**Task prompt**. Each entry that follows must be output without any deviation.

==================================================

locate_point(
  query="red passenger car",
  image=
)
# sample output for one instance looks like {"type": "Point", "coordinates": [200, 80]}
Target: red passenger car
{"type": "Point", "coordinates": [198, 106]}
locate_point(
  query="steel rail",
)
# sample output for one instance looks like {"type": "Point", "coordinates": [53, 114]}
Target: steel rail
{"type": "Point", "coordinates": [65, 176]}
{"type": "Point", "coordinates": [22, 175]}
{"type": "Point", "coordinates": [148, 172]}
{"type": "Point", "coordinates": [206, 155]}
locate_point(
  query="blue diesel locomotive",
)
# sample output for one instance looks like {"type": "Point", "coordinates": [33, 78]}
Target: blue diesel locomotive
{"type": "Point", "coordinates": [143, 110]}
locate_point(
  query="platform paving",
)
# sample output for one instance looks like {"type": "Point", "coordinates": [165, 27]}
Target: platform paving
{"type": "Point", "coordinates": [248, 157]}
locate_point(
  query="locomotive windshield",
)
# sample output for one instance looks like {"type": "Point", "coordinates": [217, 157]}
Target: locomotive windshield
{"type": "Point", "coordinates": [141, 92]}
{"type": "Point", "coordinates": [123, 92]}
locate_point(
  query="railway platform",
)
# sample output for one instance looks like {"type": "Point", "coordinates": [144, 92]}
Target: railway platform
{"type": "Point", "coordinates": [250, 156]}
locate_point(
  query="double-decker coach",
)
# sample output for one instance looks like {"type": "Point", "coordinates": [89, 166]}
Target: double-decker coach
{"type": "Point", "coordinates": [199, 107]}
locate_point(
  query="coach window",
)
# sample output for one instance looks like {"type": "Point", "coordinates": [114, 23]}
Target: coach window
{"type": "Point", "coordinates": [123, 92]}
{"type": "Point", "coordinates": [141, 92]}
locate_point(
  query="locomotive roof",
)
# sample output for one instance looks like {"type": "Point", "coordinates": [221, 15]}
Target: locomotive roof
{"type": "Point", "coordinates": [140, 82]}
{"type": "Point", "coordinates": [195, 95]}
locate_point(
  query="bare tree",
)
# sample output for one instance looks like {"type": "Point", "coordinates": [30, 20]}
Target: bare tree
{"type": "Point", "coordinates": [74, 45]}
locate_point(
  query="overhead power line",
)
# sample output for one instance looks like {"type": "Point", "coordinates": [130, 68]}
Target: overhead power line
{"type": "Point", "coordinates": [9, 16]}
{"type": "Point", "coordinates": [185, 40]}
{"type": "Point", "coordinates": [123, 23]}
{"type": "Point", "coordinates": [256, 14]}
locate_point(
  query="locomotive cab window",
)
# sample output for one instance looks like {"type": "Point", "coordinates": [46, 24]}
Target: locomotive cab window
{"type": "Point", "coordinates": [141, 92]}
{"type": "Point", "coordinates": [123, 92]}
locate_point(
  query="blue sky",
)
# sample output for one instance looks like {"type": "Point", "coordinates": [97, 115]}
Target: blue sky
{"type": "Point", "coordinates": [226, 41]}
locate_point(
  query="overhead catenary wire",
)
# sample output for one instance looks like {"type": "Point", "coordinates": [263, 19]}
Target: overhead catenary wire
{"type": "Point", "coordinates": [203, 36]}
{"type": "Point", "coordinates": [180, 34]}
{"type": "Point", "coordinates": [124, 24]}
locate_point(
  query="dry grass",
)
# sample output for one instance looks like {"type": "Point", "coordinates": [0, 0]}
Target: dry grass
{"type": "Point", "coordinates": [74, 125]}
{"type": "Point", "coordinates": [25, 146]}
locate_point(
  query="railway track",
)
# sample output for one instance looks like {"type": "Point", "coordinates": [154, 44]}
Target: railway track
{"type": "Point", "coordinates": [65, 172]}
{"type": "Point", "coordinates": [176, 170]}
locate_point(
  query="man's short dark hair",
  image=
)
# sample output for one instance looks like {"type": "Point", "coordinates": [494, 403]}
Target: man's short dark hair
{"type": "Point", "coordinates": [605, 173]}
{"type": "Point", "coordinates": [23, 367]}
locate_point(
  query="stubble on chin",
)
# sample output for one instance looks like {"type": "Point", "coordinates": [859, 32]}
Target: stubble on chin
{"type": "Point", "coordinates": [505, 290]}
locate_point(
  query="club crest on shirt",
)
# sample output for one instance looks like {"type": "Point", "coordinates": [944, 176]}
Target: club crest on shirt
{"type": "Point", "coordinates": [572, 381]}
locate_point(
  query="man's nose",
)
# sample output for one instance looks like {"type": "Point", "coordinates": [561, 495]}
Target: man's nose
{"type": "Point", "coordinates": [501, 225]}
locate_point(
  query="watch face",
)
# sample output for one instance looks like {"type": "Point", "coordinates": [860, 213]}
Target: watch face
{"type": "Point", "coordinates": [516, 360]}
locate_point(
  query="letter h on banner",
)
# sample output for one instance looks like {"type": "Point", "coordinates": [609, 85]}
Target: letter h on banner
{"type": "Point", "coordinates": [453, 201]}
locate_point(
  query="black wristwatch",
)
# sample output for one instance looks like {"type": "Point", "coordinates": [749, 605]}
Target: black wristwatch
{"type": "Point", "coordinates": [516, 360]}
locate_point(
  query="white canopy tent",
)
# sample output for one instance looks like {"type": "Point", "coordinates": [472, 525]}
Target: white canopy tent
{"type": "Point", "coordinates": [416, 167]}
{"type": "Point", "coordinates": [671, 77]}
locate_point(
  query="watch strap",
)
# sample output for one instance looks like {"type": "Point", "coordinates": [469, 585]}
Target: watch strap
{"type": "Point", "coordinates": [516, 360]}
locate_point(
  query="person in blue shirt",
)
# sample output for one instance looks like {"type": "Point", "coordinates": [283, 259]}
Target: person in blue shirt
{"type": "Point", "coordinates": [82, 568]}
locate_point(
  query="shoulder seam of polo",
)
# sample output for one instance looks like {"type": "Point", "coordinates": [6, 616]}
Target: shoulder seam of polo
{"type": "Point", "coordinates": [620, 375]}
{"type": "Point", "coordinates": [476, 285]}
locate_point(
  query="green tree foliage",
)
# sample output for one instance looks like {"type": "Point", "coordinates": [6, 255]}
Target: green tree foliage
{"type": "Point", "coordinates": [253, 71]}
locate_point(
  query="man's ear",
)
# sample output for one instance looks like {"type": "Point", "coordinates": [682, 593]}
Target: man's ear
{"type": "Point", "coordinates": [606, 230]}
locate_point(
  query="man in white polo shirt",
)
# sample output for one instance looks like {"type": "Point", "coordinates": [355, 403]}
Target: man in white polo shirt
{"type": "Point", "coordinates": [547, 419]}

==================================================

**Solution for this problem**.
locate_point(
  query="red passenger car",
  image=
)
# sample output for one instance looks like {"type": "Point", "coordinates": [200, 80]}
Target: red passenger car
{"type": "Point", "coordinates": [198, 106]}
locate_point(
  query="steel rail",
)
# sample output for one instance looks like {"type": "Point", "coordinates": [53, 114]}
Target: steel rail
{"type": "Point", "coordinates": [65, 176]}
{"type": "Point", "coordinates": [22, 175]}
{"type": "Point", "coordinates": [148, 172]}
{"type": "Point", "coordinates": [206, 155]}
locate_point(
  query="blue diesel locomotive",
)
# sample output for one instance looks like {"type": "Point", "coordinates": [33, 78]}
Target: blue diesel locomotive
{"type": "Point", "coordinates": [143, 110]}
locate_point(
  query="platform paving",
)
# sample output for one instance looks like {"type": "Point", "coordinates": [165, 27]}
Target: platform paving
{"type": "Point", "coordinates": [248, 157]}
locate_point(
  query="locomotive windshield",
)
# sample output for one instance looks like {"type": "Point", "coordinates": [217, 157]}
Target: locomotive windshield
{"type": "Point", "coordinates": [141, 92]}
{"type": "Point", "coordinates": [123, 92]}
locate_point(
  query="railway platform",
)
# sample output for one instance looks like {"type": "Point", "coordinates": [144, 92]}
Target: railway platform
{"type": "Point", "coordinates": [250, 156]}
locate_point(
  query="double-decker coach",
)
# sample output for one instance looks like {"type": "Point", "coordinates": [89, 166]}
Target: double-decker coach
{"type": "Point", "coordinates": [199, 107]}
locate_point(
  query="coach window",
)
# sample output for one instance looks like {"type": "Point", "coordinates": [114, 23]}
Target: coach window
{"type": "Point", "coordinates": [123, 92]}
{"type": "Point", "coordinates": [141, 92]}
locate_point(
  query="locomotive roof",
)
# sample output for one instance looks like {"type": "Point", "coordinates": [221, 15]}
Target: locomotive roof
{"type": "Point", "coordinates": [140, 82]}
{"type": "Point", "coordinates": [195, 95]}
locate_point(
  query="bare tree",
)
# sample output for one instance looks like {"type": "Point", "coordinates": [30, 20]}
Target: bare tree
{"type": "Point", "coordinates": [74, 45]}
locate_point(
  query="overhead power line",
)
# sample output for one instance looks like {"type": "Point", "coordinates": [130, 68]}
Target: overhead power line
{"type": "Point", "coordinates": [9, 16]}
{"type": "Point", "coordinates": [185, 40]}
{"type": "Point", "coordinates": [123, 23]}
{"type": "Point", "coordinates": [256, 14]}
locate_point(
  query="locomotive cab window",
)
# sample output for one instance looks like {"type": "Point", "coordinates": [46, 24]}
Target: locomotive cab window
{"type": "Point", "coordinates": [141, 92]}
{"type": "Point", "coordinates": [123, 92]}
locate_point(
  query="blue sky",
)
# sample output for one instance looks like {"type": "Point", "coordinates": [97, 115]}
Target: blue sky
{"type": "Point", "coordinates": [226, 41]}
locate_point(
  query="overhead catenary wire",
)
# sample output for one instance looks like {"type": "Point", "coordinates": [263, 19]}
Target: overhead catenary wire
{"type": "Point", "coordinates": [203, 36]}
{"type": "Point", "coordinates": [180, 34]}
{"type": "Point", "coordinates": [124, 24]}
locate_point(
  query="dry grass",
)
# sample output for one instance looks like {"type": "Point", "coordinates": [0, 0]}
Target: dry grass
{"type": "Point", "coordinates": [74, 125]}
{"type": "Point", "coordinates": [25, 146]}
locate_point(
  query="railway track",
)
# sample output for one instance looks like {"type": "Point", "coordinates": [154, 44]}
Target: railway track
{"type": "Point", "coordinates": [65, 172]}
{"type": "Point", "coordinates": [176, 170]}
locate_point(
  query="man's short dark hair",
  image=
)
# sample output for one instance looks like {"type": "Point", "coordinates": [494, 403]}
Target: man's short dark hair
{"type": "Point", "coordinates": [605, 173]}
{"type": "Point", "coordinates": [23, 367]}
locate_point(
  query="stubble on chin",
)
# sample output for one instance looks like {"type": "Point", "coordinates": [859, 32]}
Target: stubble on chin
{"type": "Point", "coordinates": [505, 290]}
locate_point(
  query="club crest on shirt",
)
# sample output for one instance looks like {"type": "Point", "coordinates": [944, 176]}
Target: club crest on shirt
{"type": "Point", "coordinates": [572, 381]}
locate_point(
  query="man's nose",
)
# sample output for one instance looks like {"type": "Point", "coordinates": [561, 495]}
Target: man's nose
{"type": "Point", "coordinates": [501, 225]}
locate_point(
  query="watch face",
)
# sample output for one instance looks like {"type": "Point", "coordinates": [860, 213]}
Target: watch face
{"type": "Point", "coordinates": [516, 360]}
locate_point(
  query="letter h on banner",
)
# sample output for one instance looks like {"type": "Point", "coordinates": [609, 85]}
Target: letter h on banner
{"type": "Point", "coordinates": [453, 201]}
locate_point(
  query="black wristwatch",
)
# sample output for one instance looks like {"type": "Point", "coordinates": [749, 605]}
Target: black wristwatch
{"type": "Point", "coordinates": [516, 360]}
locate_point(
  query="white canopy tent",
)
# sample output for one instance looks like {"type": "Point", "coordinates": [472, 525]}
Target: white canopy tent
{"type": "Point", "coordinates": [416, 167]}
{"type": "Point", "coordinates": [671, 77]}
locate_point(
  query="watch strap",
)
# sample output for one instance looks like {"type": "Point", "coordinates": [469, 585]}
Target: watch strap
{"type": "Point", "coordinates": [516, 360]}
locate_point(
  query="person in blue shirt",
)
# sample output for one instance looks like {"type": "Point", "coordinates": [283, 259]}
Target: person in blue shirt
{"type": "Point", "coordinates": [82, 568]}
locate_point(
  query="shoulder seam of polo",
)
# sample output for one instance looks like {"type": "Point", "coordinates": [6, 616]}
Target: shoulder seam of polo
{"type": "Point", "coordinates": [620, 375]}
{"type": "Point", "coordinates": [476, 285]}
locate_point(
  query="green tree foliage",
)
# sample output for one instance looks like {"type": "Point", "coordinates": [6, 255]}
Target: green tree foliage
{"type": "Point", "coordinates": [253, 71]}
locate_point(
  query="man's ear",
)
# sample output for one instance looks like {"type": "Point", "coordinates": [682, 593]}
Target: man's ear
{"type": "Point", "coordinates": [606, 230]}
locate_point(
  query="man in white polo shirt",
)
# sample output for one instance looks like {"type": "Point", "coordinates": [355, 403]}
Target: man in white polo shirt
{"type": "Point", "coordinates": [547, 419]}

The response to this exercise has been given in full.